━━━ Data provided
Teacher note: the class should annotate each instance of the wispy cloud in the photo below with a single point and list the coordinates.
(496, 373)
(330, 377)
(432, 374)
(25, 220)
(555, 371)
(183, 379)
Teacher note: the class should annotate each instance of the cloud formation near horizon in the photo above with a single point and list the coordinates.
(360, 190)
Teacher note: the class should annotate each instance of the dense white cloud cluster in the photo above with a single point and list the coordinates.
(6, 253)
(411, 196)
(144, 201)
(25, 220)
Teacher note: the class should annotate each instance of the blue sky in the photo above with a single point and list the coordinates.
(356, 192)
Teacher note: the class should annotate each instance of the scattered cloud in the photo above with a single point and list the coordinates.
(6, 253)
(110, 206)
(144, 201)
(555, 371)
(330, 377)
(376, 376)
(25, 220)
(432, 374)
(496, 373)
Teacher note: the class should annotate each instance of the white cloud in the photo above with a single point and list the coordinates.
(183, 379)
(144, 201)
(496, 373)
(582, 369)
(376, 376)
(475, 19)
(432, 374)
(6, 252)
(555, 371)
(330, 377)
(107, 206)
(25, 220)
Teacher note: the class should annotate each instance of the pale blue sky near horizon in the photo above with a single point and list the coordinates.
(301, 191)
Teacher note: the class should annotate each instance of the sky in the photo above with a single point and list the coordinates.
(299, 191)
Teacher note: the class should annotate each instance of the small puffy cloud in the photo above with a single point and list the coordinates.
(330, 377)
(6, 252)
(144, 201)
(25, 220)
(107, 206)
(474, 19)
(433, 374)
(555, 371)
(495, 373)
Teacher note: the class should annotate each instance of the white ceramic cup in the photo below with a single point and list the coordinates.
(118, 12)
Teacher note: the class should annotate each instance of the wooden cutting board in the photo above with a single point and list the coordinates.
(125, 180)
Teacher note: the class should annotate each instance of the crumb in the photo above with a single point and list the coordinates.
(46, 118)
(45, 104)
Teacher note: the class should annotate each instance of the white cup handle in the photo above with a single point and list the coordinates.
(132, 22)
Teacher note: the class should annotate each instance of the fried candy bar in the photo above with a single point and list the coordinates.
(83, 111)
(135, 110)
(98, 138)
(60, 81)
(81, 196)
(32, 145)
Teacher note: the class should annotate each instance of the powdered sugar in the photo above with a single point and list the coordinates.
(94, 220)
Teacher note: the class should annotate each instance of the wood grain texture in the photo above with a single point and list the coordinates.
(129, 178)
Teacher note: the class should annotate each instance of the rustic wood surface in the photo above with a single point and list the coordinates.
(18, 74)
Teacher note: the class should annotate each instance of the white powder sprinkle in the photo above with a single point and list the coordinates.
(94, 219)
━━━━━━
Task description:
Copy every item above word for word, keeping each note and each of its points in the same order.

Solution:
Teacher note: the class should annotate each instance of the wispy cloud in the photo below with a single point and list the coordinates.
(496, 373)
(330, 377)
(432, 374)
(25, 220)
(555, 371)
(183, 379)
Teacher note: the class should annotate each instance of the cloud formation near horizon in the photo above with a single point and list the coordinates.
(360, 190)
Teacher note: the class should annotate each instance of the dense white cloud cluster in the photo above with a single point and list the coordinates.
(6, 253)
(411, 196)
(144, 201)
(25, 220)
Teacher note: the class should annotate each instance of the blue sky in the photo above with a single point and list the coordinates.
(356, 192)
Teacher note: the class should annotate each instance of the scattered cloud in the photo above with a single point and list the coordinates.
(6, 253)
(110, 206)
(144, 201)
(555, 371)
(330, 377)
(376, 376)
(25, 220)
(432, 374)
(496, 373)
Teacher note: the class should annotate each instance of the white cloud in the photo above with a single point and list the coordinates.
(183, 379)
(144, 201)
(496, 373)
(582, 369)
(376, 376)
(475, 19)
(432, 374)
(6, 252)
(555, 371)
(330, 377)
(107, 206)
(25, 220)
Teacher note: the class should annotate each instance of the pale blue sky near horizon in the photo above with a single point and list the coordinates.
(301, 191)
Teacher note: the class should annotate each instance of the sky in the photo above with a single point and list the coordinates.
(299, 191)
Teacher note: the class should annotate each instance of the small puffy cloud in the photo above with a single point and list the coordinates.
(330, 377)
(6, 252)
(144, 201)
(25, 220)
(107, 206)
(474, 19)
(433, 374)
(555, 371)
(495, 373)
Teacher note: the class should annotate each instance of the white ceramic cup in the photo below with a single point and list the coordinates.
(118, 12)
Teacher note: the class should annotate each instance of the wooden cutting board in the photo above with a single point and list the coordinates.
(125, 180)
Teacher note: the class should annotate each instance of the crumb in the photo above with a single point and list the coordinates.
(46, 118)
(45, 104)
Teacher note: the class should annotate each instance of the white cup handle in the photo above with a single point and list the coordinates.
(132, 22)
Teacher note: the class should annotate each instance of the fried candy bar in the photo above with a single point and list the coordinates.
(83, 111)
(135, 110)
(98, 138)
(60, 81)
(81, 196)
(32, 145)
Teacher note: the class should annotate each instance of the powdered sugar in the photo above with a single point and list the coordinates.
(94, 220)
Teacher note: the class should annotate each instance of the wood grain texture in the photo above with a single point and list the coordinates.
(129, 178)
Teacher note: the class should annotate each instance of the rustic wood surface in the photo above with a single point and list the coordinates.
(18, 74)
Teacher note: the class should annotate each instance of the white powder sprinkle in the photo above with a single point and list the coordinates.
(94, 219)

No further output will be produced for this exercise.